[[ Excerpt open ]]

Mandelbaum started the farmer’s market to provide an alternative to supermarkets for veterans, who are often at higher risk during the Covid-19 pandemic. He had relationships with Trader Joe’s and Costco through work done with Rock and Wrap It Up, and he was able to acquire donations for a veterans farmer's market to be set up on Tuesday, Thursday and Saturday mornings.

It’s “incredible the sense of community that the farmer's market is helping create for all these veterans,” said Jim Spellos, a volunteer and member of the Rock and Wrap It Up board, “many of whom are in their 80s and 90s and don’t have that.”

The market has been a success, according to Mandelbaum, with 10 to 30 families turning out each week. “After a year and a half of doing the veterans farmer's market,” he said, “it occurred to us that a component that was missing was nutrition.”

[[ Excerpt closed ]]
[[ Raw data open ]]

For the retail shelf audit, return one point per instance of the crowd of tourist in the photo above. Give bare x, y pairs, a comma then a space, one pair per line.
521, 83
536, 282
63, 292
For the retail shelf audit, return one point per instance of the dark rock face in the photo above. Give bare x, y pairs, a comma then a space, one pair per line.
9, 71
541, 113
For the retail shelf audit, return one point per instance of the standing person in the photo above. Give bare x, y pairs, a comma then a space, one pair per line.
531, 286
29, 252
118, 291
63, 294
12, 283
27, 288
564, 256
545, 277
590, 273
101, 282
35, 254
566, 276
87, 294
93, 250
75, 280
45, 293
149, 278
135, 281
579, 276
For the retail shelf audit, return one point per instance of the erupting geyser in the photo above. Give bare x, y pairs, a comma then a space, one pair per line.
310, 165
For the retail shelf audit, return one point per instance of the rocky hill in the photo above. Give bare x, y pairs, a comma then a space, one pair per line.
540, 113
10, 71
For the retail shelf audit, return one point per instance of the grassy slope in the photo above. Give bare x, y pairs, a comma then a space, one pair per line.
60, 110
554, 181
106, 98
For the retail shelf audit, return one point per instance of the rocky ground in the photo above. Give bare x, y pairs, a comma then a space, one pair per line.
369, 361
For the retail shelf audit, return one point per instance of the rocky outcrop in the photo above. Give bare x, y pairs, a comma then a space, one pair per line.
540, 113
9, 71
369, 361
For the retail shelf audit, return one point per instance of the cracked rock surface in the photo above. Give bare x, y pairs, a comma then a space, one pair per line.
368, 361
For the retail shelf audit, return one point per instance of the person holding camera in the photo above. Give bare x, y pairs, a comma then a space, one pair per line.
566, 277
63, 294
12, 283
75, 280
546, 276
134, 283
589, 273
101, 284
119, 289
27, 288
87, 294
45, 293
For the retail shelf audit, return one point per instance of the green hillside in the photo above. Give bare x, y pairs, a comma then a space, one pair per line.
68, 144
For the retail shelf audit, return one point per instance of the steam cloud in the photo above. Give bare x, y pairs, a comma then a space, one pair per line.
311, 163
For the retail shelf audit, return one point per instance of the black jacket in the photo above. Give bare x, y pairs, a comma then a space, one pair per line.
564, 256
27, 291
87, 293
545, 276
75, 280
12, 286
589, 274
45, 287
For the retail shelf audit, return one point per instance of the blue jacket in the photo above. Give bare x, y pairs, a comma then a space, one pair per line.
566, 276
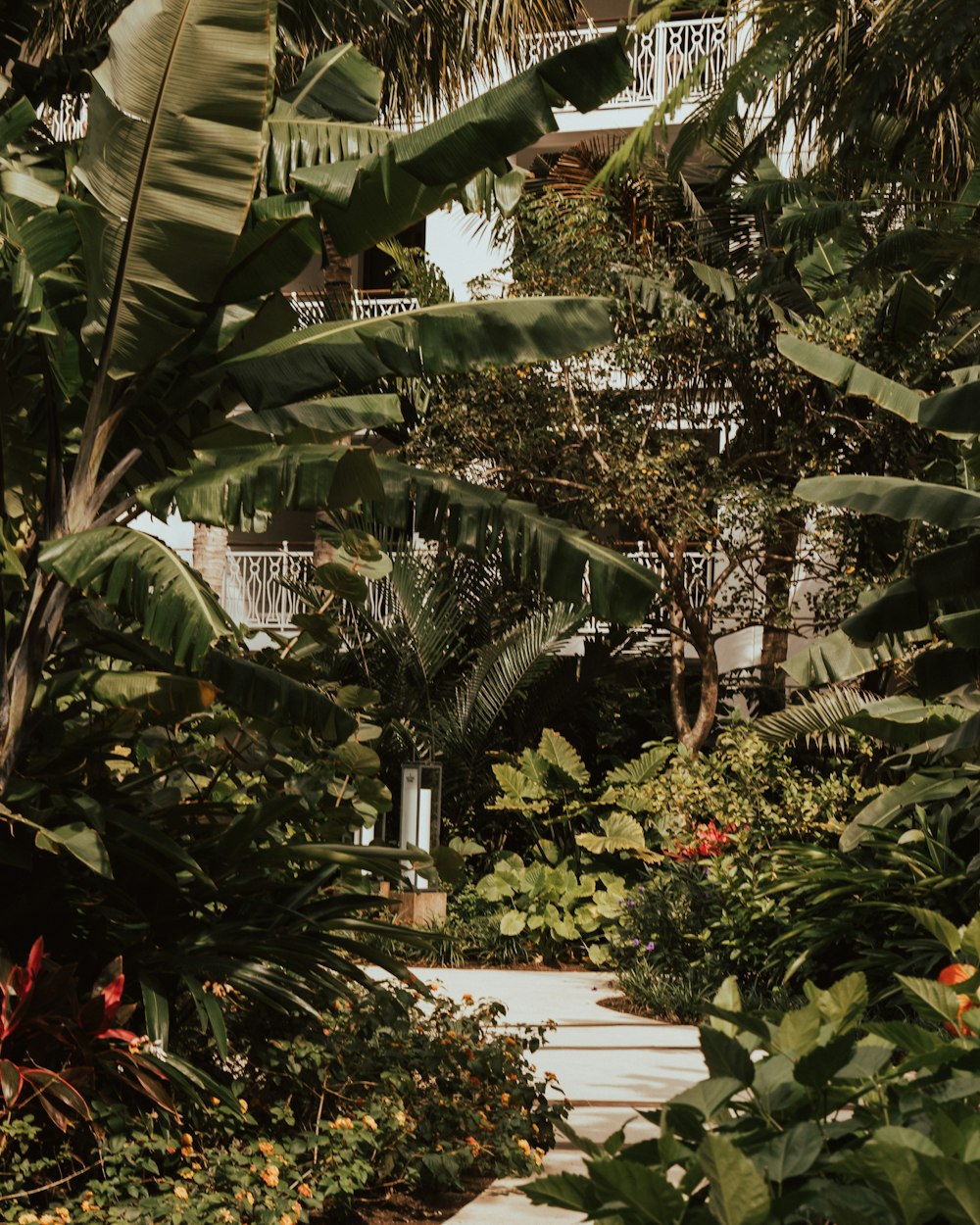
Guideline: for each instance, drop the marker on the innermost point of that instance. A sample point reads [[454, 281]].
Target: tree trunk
[[777, 568], [211, 555], [692, 734]]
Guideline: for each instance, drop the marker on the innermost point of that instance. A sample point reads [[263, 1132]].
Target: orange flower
[[952, 974]]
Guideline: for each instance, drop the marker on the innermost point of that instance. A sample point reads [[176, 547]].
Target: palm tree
[[430, 52], [150, 361]]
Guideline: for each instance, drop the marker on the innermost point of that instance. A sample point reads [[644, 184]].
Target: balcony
[[314, 308], [255, 591], [256, 588], [662, 57]]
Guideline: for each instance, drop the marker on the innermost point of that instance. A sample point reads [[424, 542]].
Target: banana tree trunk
[[777, 568], [692, 733]]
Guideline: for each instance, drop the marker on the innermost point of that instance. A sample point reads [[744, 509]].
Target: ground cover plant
[[392, 1089], [808, 1115]]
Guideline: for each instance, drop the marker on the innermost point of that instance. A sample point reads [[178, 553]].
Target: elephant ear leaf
[[143, 578], [155, 137]]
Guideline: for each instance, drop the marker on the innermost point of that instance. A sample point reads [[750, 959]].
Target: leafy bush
[[54, 1045], [808, 1116], [392, 1089], [557, 906]]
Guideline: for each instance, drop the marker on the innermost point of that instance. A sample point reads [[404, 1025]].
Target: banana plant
[[929, 617], [170, 797], [142, 313]]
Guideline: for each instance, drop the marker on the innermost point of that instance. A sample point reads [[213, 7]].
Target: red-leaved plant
[[710, 841], [52, 1045]]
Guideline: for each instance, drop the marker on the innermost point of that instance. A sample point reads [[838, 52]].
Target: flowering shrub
[[54, 1045], [391, 1088], [707, 839]]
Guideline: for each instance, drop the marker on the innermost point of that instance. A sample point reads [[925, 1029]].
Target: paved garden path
[[608, 1063]]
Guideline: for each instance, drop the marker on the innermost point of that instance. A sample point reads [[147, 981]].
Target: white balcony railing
[[315, 308], [662, 57], [699, 574], [254, 591]]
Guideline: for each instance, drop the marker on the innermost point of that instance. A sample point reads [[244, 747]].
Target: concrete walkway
[[608, 1063]]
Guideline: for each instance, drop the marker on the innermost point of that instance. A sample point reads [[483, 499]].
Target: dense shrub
[[813, 1115], [392, 1089], [711, 906]]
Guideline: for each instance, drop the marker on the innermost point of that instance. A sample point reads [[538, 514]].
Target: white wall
[[461, 246]]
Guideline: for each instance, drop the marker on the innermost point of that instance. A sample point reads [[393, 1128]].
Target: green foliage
[[714, 905], [555, 903], [391, 1089], [829, 1118]]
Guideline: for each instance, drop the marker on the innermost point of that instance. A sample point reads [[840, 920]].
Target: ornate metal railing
[[662, 57], [314, 308], [254, 589]]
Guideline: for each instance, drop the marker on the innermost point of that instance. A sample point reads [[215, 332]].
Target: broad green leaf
[[341, 83], [157, 1012], [725, 1056], [620, 832], [706, 1097], [166, 696], [478, 520], [739, 1194], [895, 800], [336, 417], [837, 658], [79, 841], [140, 576], [843, 1004], [897, 498], [643, 1192], [939, 999], [851, 376], [641, 769], [363, 202], [896, 1171], [558, 753], [451, 337], [946, 932], [268, 694], [790, 1154], [152, 140], [798, 1032], [241, 488]]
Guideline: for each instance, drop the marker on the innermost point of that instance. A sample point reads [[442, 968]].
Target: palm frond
[[816, 718]]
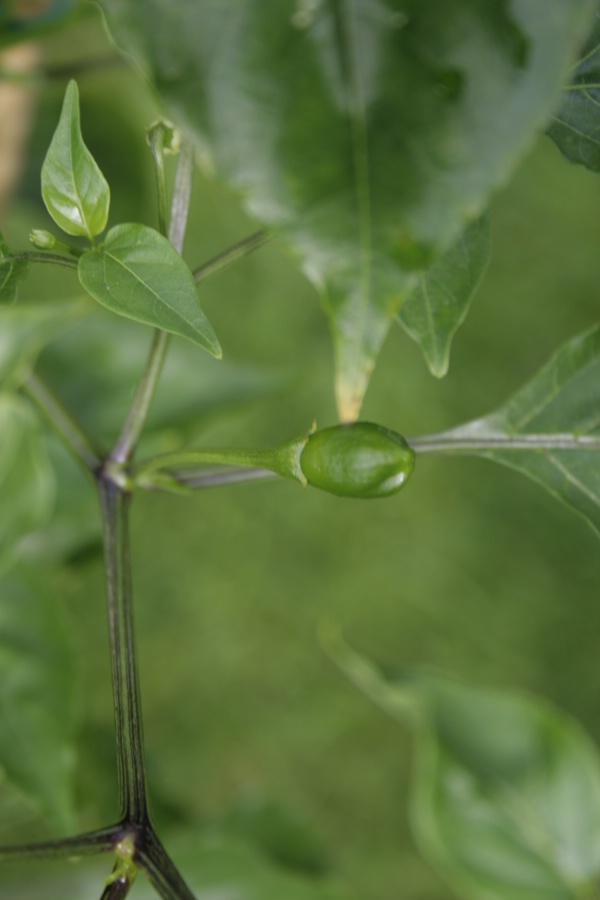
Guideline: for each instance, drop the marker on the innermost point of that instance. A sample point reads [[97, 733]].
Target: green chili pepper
[[357, 460]]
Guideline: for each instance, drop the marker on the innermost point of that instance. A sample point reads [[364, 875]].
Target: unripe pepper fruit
[[360, 459]]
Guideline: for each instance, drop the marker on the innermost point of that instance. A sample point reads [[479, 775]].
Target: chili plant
[[369, 137]]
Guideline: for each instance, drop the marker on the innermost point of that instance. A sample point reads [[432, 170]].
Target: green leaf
[[12, 272], [24, 330], [137, 273], [368, 132], [439, 304], [550, 429], [575, 128], [27, 486], [110, 353], [74, 189], [506, 799], [37, 697]]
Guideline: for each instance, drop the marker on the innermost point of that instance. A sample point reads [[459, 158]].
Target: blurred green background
[[471, 569]]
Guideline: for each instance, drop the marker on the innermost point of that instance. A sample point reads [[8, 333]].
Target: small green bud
[[357, 460], [44, 240], [168, 136]]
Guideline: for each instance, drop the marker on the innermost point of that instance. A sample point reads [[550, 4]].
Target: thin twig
[[449, 443], [164, 876], [101, 841], [128, 720], [216, 477], [41, 256], [63, 422], [138, 413]]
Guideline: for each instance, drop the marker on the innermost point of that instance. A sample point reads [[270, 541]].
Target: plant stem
[[117, 889], [156, 142], [94, 842], [128, 723], [450, 443], [182, 193], [218, 477], [238, 251], [63, 422], [138, 413], [163, 874]]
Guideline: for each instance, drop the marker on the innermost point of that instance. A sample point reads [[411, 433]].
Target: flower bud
[[357, 460], [44, 240]]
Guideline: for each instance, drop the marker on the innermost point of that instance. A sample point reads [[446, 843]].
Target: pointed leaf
[[575, 128], [138, 274], [506, 800], [12, 272], [24, 330], [440, 302], [550, 429], [368, 132], [27, 485], [74, 189], [37, 698]]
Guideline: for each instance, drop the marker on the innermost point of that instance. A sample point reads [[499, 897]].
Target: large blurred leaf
[[369, 132], [506, 800], [37, 698], [576, 126], [137, 273], [550, 429], [27, 483], [12, 272], [74, 189], [441, 300], [24, 330], [22, 20]]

[[ Raw data closed ]]

[Work to complete]: Reproduce the veterans farmer's market excerpt in full, word for word.

[Answer to this problem]:
Mandelbaum started the farmer’s market to provide an alternative to supermarkets for veterans, who are often at higher risk during the Covid-19 pandemic. He had relationships with Trader Joe’s and Costco through work done with Rock and Wrap It Up, and he was able to acquire donations for a veterans farmer's market to be set up on Tuesday, Thursday and Saturday mornings.

It’s “incredible the sense of community that the farmer's market is helping create for all these veterans,” said Jim Spellos, a volunteer and member of the Rock and Wrap It Up board, “many of whom are in their 80s and 90s and don’t have that.”

The market has been a success, according to Mandelbaum, with 10 to 30 families turning out each week. “After a year and a half of doing the veterans farmer's market,” he said, “it occurred to us that a component that was missing was nutrition.”